_Text_.
BEGIN
They are similar in size to a domestic cat. Its head and body length is 18 to 24 inches and it weighs 10 to 14 lbs. Its tail is extremely long and bushy. The background color of its fur varies from dark gray-brown through yellowish gray to red-brown. The flanks and back are strikingly marked with large, irregular, dark-edged blotches. The legs and underparts are marked with black dots, and the tail is marked with black spots and rings. There are spots on the forehead and crown, which merge into narrow longitudinal stripes on the neck and irregular stripes on the back. Their face sports a well defined line stripe extending from the corner of each eye and jutting back over the forehead. Eyes are amber or golden in color and ears are small, rounded and have prominent white spots on the backs. Legs break the marbled pattern where they are instead speckled with an irregular shaped dark spot pattern. Face muzzle has three distinct lines on each side of the nose and they have a light grey to white underside. Coat is extremely thick and soft with substantial underfur and they have a very long thick tail, tipped in black.


Marbled cats are carnivorous. The diet consists primarily of birds, but also includes squirrels, rats and other small rodents, lizards, insects, and frogs. Marbled cats hunt mostly in trees. In Borneo they may be more terrestrial and forage on the ground.
END
_Source information_.
BEGIN
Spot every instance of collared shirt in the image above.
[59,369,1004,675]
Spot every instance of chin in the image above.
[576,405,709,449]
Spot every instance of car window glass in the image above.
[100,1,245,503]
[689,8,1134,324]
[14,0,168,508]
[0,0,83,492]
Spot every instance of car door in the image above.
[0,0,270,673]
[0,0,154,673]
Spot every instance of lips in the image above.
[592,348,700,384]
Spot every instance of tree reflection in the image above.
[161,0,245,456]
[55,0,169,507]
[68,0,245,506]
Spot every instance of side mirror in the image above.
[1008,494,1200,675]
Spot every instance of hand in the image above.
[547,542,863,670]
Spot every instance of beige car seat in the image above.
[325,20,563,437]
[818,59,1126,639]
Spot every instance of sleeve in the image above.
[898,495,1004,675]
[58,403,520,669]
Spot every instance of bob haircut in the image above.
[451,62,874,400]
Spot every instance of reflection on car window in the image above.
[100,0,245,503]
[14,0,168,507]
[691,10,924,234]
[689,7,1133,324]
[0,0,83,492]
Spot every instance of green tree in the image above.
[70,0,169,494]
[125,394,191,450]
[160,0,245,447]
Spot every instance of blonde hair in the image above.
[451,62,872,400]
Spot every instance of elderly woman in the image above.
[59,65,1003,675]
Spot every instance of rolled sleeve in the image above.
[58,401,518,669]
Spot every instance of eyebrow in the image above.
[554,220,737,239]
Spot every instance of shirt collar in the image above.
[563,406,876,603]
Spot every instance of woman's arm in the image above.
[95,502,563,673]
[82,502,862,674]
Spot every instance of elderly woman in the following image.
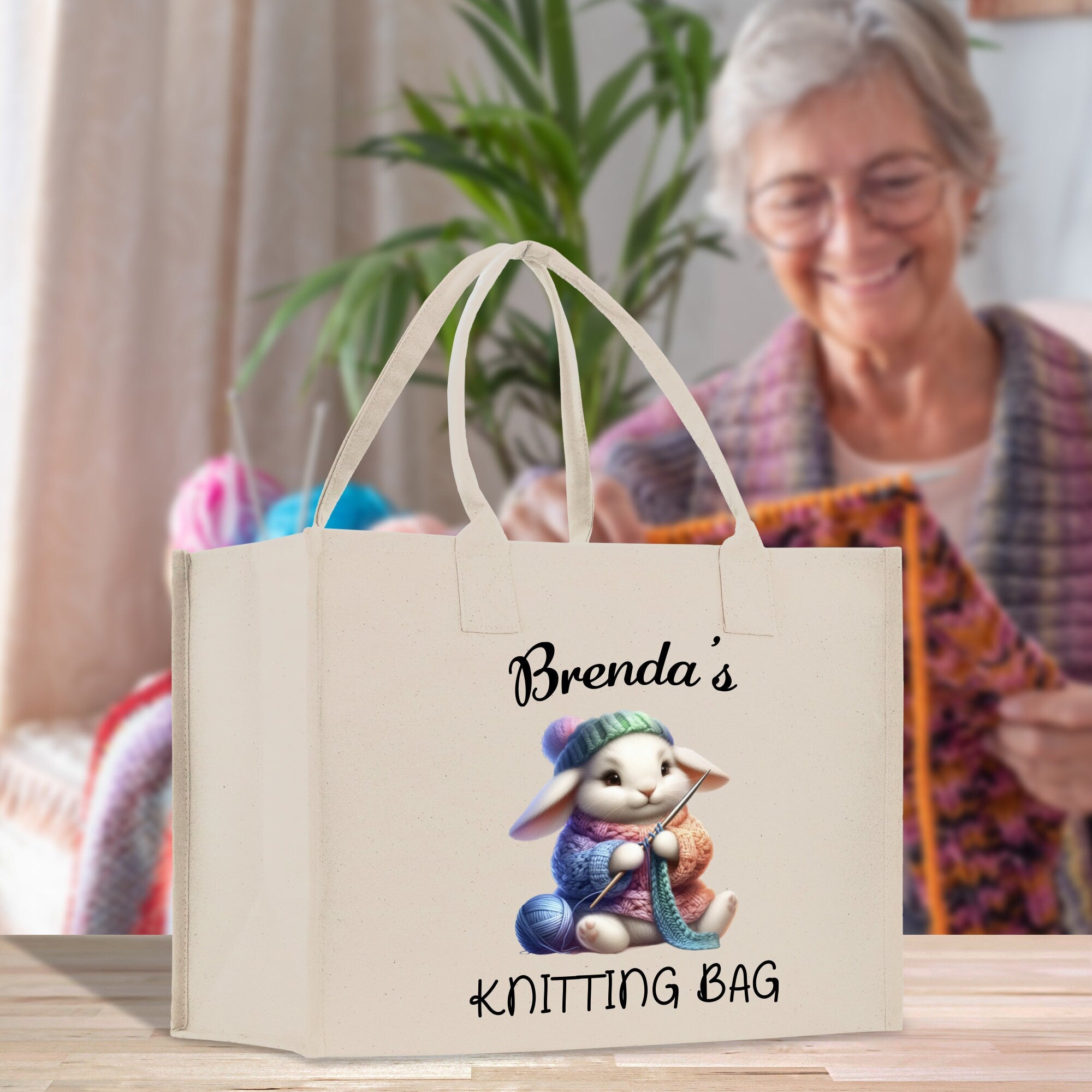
[491,0,1092,931]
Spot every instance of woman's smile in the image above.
[816,250,914,298]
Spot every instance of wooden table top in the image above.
[0,936,1092,1092]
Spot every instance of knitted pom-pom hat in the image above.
[543,710,675,774]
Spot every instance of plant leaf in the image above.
[545,0,580,141]
[582,51,649,153]
[584,87,668,180]
[686,15,713,121]
[460,9,546,110]
[515,0,543,70]
[402,84,450,135]
[622,163,700,265]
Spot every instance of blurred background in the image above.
[0,0,1092,934]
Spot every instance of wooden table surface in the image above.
[0,937,1092,1092]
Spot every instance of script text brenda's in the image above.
[508,637,737,705]
[471,959,779,1017]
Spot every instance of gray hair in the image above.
[705,0,999,229]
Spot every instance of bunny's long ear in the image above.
[508,768,580,842]
[672,745,728,793]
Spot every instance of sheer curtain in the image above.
[0,0,467,732]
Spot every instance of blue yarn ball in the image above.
[263,482,397,538]
[515,894,578,956]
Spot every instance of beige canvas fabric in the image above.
[171,242,902,1057]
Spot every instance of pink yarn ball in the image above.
[167,453,285,553]
[543,716,584,762]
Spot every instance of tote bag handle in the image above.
[314,235,775,636]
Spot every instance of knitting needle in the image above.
[227,387,265,538]
[587,770,713,910]
[296,402,328,533]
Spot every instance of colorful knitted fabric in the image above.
[543,710,675,773]
[550,808,713,922]
[650,480,1092,933]
[66,672,171,934]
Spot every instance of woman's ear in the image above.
[673,745,728,793]
[508,767,580,842]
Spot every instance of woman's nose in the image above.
[823,190,881,258]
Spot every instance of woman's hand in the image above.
[499,471,644,543]
[989,682,1092,816]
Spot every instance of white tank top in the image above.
[830,429,989,549]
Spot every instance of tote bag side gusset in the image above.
[170,549,190,1034]
[171,535,318,1053]
[882,546,903,1031]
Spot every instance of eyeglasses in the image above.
[747,154,952,250]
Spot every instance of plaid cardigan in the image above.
[592,307,1092,681]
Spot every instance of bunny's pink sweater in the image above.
[550,808,713,923]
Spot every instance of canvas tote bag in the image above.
[170,241,903,1057]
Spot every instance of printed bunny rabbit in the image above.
[509,711,736,953]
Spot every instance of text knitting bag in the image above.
[170,242,903,1057]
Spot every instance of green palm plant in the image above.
[237,0,732,476]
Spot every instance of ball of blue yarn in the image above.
[265,482,397,538]
[515,894,577,956]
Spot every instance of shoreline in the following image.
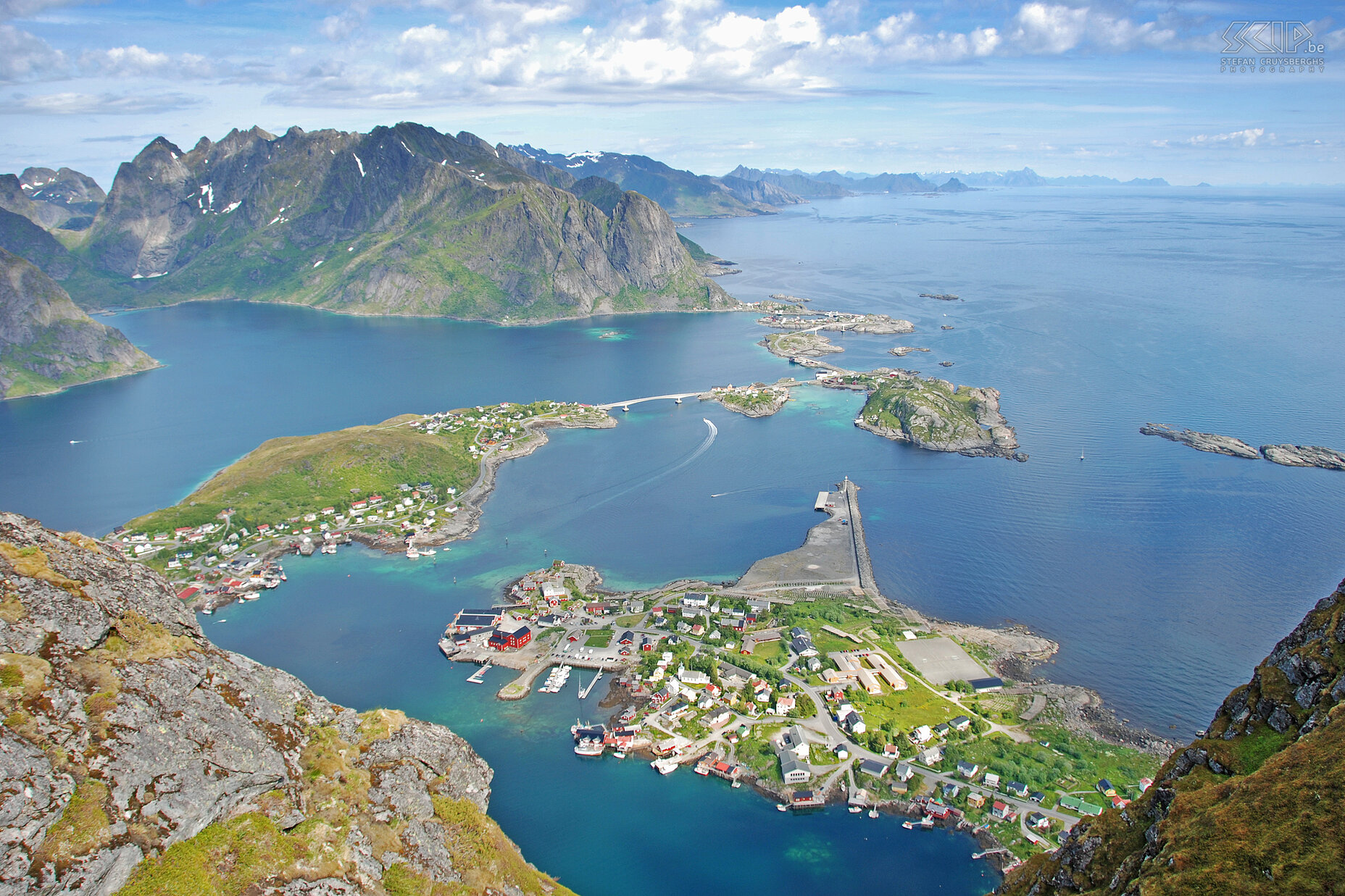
[92,296,760,330]
[187,411,616,614]
[0,358,168,401]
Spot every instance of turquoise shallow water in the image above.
[0,190,1345,893]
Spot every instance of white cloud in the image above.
[0,24,66,82]
[1009,3,1088,54]
[0,93,201,116]
[1186,127,1275,146]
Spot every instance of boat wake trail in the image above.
[589,417,720,510]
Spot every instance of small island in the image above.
[844,370,1028,461]
[1139,424,1345,469]
[701,380,798,417]
[757,332,845,358]
[757,311,916,335]
[438,479,1172,865]
[1139,424,1260,460]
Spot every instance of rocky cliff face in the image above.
[998,582,1345,896]
[504,144,785,218]
[0,168,107,230]
[80,122,732,320]
[0,514,567,896]
[0,249,156,398]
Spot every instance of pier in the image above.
[593,391,705,410]
[580,673,602,700]
[841,477,878,598]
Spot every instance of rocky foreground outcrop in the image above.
[0,514,567,896]
[996,582,1345,896]
[0,249,157,398]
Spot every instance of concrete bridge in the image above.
[593,391,705,410]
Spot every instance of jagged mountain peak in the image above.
[80,121,726,317]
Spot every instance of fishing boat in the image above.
[575,737,607,756]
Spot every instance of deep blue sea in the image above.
[0,188,1345,896]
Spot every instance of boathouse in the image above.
[486,626,533,650]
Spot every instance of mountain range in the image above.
[0,122,732,322]
[0,513,573,896]
[0,242,157,398]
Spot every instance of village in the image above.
[110,401,608,614]
[440,508,1157,865]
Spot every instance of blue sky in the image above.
[0,0,1345,185]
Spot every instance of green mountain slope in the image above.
[66,122,732,322]
[998,582,1345,896]
[500,144,803,218]
[0,249,157,398]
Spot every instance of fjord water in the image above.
[0,190,1345,893]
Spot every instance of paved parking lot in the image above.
[900,637,990,684]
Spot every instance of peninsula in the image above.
[440,479,1172,865]
[120,401,616,612]
[0,513,570,896]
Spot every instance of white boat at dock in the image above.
[575,737,607,756]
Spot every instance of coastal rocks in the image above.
[996,573,1345,896]
[1139,424,1260,460]
[757,332,845,358]
[854,377,1028,460]
[1262,445,1345,469]
[0,514,565,896]
[701,382,789,417]
[846,315,916,330]
[1139,424,1345,469]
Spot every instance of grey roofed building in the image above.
[859,759,888,778]
[780,750,812,784]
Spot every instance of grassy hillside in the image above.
[66,122,730,322]
[126,401,588,535]
[859,380,990,447]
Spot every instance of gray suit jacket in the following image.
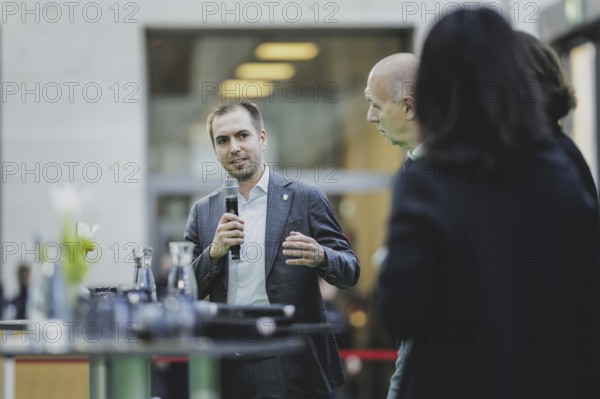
[184,171,360,392]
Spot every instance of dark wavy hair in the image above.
[416,8,550,161]
[516,32,577,122]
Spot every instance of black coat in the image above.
[378,140,600,399]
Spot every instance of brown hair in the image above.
[206,101,264,148]
[517,32,577,122]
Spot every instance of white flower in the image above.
[75,222,100,240]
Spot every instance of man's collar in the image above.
[253,163,269,193]
[406,143,425,161]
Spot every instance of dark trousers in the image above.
[221,355,330,399]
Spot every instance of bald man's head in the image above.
[369,53,419,102]
[365,53,419,149]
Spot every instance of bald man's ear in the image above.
[402,96,417,121]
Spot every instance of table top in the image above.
[0,320,305,357]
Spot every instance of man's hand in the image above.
[283,231,327,267]
[208,213,244,265]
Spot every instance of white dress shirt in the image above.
[227,165,270,305]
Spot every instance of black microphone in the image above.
[223,176,240,259]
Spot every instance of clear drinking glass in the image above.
[133,248,157,302]
[167,241,198,301]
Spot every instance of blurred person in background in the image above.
[184,102,360,399]
[377,8,600,399]
[517,31,598,203]
[365,53,423,398]
[10,263,31,320]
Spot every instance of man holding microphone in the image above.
[184,102,360,398]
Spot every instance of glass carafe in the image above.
[167,241,198,301]
[133,248,157,302]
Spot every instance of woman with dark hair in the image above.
[378,8,600,399]
[516,28,598,198]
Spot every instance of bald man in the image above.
[365,53,423,399]
[365,53,419,151]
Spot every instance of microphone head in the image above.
[223,176,239,197]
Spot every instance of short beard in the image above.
[227,163,262,182]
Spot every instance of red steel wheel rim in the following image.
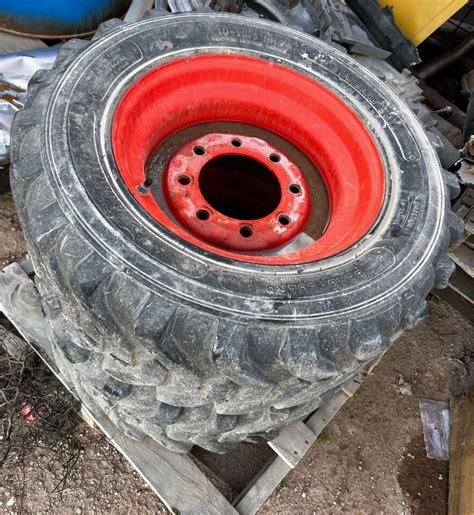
[112,54,385,265]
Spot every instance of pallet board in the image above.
[0,262,360,515]
[448,387,474,515]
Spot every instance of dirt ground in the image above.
[0,190,474,514]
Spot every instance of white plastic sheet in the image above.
[0,45,60,164]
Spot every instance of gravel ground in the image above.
[0,191,474,514]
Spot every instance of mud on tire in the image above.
[11,13,462,452]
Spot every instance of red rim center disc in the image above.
[112,55,385,265]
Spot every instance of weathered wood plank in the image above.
[448,387,474,515]
[268,422,316,468]
[236,456,291,515]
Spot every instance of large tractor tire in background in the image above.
[11,13,462,452]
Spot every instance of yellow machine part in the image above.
[379,0,468,46]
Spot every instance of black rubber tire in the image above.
[11,13,462,452]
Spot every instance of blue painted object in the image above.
[0,0,130,38]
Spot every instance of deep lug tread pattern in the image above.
[12,11,463,452]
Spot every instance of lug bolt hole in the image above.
[196,209,211,222]
[288,184,301,195]
[240,225,253,238]
[193,146,206,156]
[178,175,191,186]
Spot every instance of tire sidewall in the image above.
[42,13,445,322]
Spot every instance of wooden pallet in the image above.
[0,262,360,515]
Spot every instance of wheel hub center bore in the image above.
[163,134,311,252]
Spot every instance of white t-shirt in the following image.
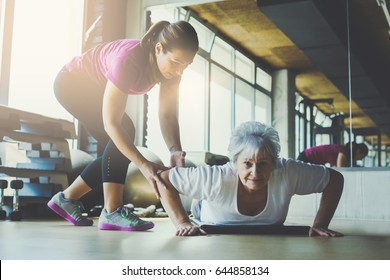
[169,158,330,225]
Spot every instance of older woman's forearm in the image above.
[313,169,344,228]
[158,170,191,228]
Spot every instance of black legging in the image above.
[54,68,135,189]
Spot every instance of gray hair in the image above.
[228,121,280,163]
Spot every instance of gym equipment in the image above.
[9,180,23,221]
[0,179,8,220]
[200,224,310,236]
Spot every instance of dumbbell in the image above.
[0,179,8,220]
[9,180,23,221]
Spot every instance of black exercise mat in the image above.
[200,225,310,236]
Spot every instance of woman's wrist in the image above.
[169,145,182,154]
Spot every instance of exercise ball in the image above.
[123,147,163,208]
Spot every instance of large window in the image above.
[146,7,272,162]
[2,0,84,120]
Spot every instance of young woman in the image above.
[48,21,199,231]
[154,122,344,237]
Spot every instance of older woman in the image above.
[158,122,344,237]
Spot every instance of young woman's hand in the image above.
[171,151,186,167]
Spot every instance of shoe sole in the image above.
[98,223,154,231]
[47,201,93,226]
END
_Task details_.
Answer from the marbled cat text, numbering your answers to match:
1. How much does a marbled cat weigh?
2. What color are its eyes?
3. What does its diet consist primarily of?

_Finished task_.
1. 10 to 14 lbs
2. Amber or golden
3. Birds